● Document excerpt
BEGIN
Nothing but a playground bully: Sen Bill Weber expresses anger with MN Governor and House

MINNESOTA – Republican Sen. Bill Weber is mad and readily admits it.

On Wednesday, House Democrats voted to block passage of legislation to allocate $841 million in federal funding under the CARES Act to counties, cities, and towns throughout Minnesota. According to Weber, the bill was agreed to over the weekend by all four legislative caucuses and was passed 62-4 by the Senate on Tuesday, but then the House made a change by adding a $150 million supplemental budget to the bill.

“We had said we were going to do it, the House said they were going to do it, and then yesterday the House attached the Gov supplemental budget of $150 million,” Weber said. “We’re already in a deficit mode, adding $150 million to it is absolutely ludicrous.”

Weber said he believes Governor Tim Walz does not want the bill to pass.

“He knows he can’t veto it, because every city and township government would rise up and raise holy hell,” Weber stated.

Weber is the Minnesota Senator for District 22, which includes all or portions of Cottonwood, Jackson, Lincoln, Lyon, Murray, Nobles, Pipestone, redwood and Rock Counties. Between those counties and the encompassed cities and townships, Weber said the districts portion of the CARES Act funding is almost $15 million dollars. All of the money would be spent on COVID-related spending including, Weber said, assisting local businesses who have suffered during the pandemic.
END
● Assigned task 1
In the article on Sen. Bill Weber and the CARES Act funding, what was the Senate vote on the bill on Tuesday?
● Assigned task 2
Write the next paragraph of the article on Sen. Bill Weber and the CARES Act funding, picking up after its final sentence.
The material that comes next plays no part here.

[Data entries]
BEGIN
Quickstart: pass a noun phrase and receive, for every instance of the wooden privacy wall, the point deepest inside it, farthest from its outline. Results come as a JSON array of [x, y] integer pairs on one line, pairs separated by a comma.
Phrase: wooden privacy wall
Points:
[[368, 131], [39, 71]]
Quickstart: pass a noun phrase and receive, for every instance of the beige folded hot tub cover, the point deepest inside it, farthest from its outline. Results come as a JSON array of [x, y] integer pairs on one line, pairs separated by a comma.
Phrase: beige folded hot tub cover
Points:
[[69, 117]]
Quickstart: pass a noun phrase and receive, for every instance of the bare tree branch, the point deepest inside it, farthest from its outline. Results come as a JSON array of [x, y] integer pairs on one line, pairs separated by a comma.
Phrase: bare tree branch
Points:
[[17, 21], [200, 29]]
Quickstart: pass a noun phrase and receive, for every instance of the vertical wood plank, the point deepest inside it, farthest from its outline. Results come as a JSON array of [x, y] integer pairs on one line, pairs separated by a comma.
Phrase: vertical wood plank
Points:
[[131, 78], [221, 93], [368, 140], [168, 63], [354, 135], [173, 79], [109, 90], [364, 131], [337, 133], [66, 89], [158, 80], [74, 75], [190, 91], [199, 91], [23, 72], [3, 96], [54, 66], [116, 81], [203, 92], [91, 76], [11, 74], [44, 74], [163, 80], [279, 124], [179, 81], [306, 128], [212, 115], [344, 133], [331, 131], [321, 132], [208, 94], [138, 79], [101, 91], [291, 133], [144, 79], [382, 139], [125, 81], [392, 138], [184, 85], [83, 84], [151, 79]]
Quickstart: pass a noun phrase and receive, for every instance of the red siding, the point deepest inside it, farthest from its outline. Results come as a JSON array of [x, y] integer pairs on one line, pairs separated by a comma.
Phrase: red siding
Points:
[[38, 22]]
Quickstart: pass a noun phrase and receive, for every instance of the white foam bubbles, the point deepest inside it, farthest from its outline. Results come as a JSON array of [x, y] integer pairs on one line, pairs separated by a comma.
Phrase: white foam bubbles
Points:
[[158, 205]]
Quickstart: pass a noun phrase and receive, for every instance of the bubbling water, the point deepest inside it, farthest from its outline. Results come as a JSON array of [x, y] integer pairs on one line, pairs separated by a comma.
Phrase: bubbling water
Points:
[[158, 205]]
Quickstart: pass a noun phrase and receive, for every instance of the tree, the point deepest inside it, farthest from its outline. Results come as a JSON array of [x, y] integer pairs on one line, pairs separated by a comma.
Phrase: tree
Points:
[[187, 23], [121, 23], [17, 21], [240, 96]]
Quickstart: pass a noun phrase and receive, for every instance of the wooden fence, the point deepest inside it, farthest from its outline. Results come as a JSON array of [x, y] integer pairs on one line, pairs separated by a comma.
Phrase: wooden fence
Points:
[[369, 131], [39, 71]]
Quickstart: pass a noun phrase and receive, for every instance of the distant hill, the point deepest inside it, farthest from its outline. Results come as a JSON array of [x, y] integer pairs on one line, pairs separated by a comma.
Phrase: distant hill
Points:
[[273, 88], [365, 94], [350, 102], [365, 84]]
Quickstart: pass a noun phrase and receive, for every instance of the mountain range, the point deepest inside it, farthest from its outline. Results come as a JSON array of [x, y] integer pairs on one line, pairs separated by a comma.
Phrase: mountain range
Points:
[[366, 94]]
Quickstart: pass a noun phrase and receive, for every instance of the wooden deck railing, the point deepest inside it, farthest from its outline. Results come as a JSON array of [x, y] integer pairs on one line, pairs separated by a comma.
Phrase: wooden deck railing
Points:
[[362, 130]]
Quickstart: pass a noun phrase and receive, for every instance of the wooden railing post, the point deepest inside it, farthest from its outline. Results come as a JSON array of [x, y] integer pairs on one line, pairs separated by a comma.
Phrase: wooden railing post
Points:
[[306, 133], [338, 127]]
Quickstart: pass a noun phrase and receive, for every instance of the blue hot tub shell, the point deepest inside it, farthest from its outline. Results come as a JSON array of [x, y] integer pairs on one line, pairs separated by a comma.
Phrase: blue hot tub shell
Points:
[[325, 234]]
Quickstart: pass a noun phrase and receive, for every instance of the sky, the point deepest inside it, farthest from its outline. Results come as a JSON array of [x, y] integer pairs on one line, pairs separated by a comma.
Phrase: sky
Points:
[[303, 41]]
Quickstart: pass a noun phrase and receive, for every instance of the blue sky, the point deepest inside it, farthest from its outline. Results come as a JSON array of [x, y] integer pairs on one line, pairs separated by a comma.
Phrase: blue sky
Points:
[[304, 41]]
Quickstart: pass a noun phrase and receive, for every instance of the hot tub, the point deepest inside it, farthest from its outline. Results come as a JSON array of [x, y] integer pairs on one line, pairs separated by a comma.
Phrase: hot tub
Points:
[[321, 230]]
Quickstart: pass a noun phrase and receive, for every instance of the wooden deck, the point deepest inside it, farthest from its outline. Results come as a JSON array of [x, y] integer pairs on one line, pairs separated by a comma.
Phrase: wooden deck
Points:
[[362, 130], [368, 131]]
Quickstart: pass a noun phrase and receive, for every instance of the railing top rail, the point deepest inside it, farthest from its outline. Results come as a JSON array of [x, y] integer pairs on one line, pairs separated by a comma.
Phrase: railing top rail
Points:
END
● Your response 1
62-4

● Your response 2
“If the House doesn’t get their act together, if they don’t cooperate on the bonding bill and providing us with a clean bill, we will adjourn sine die,” Weber said. “We are not going to be held hostage by this governor.”

Adjourning sine die means without assigning a day for a further meeting or hearing.

“And so right now if they do not pass that bill cleanly the way the Senate passed it, quite frankly, it might not happen,” Weber stated. “And then were at the mercy of a governor who has become nothing but a playground bully.”

Weber said he has a reputation of being someone willing to work with people on the other side, to the point that he has been criticized by his own party at times. But he believes people want progress, and with that as a goal, he has a responsibility to step forward. With the governor’s use of bully tactics, Weber said he plans to be nice and walk away from it.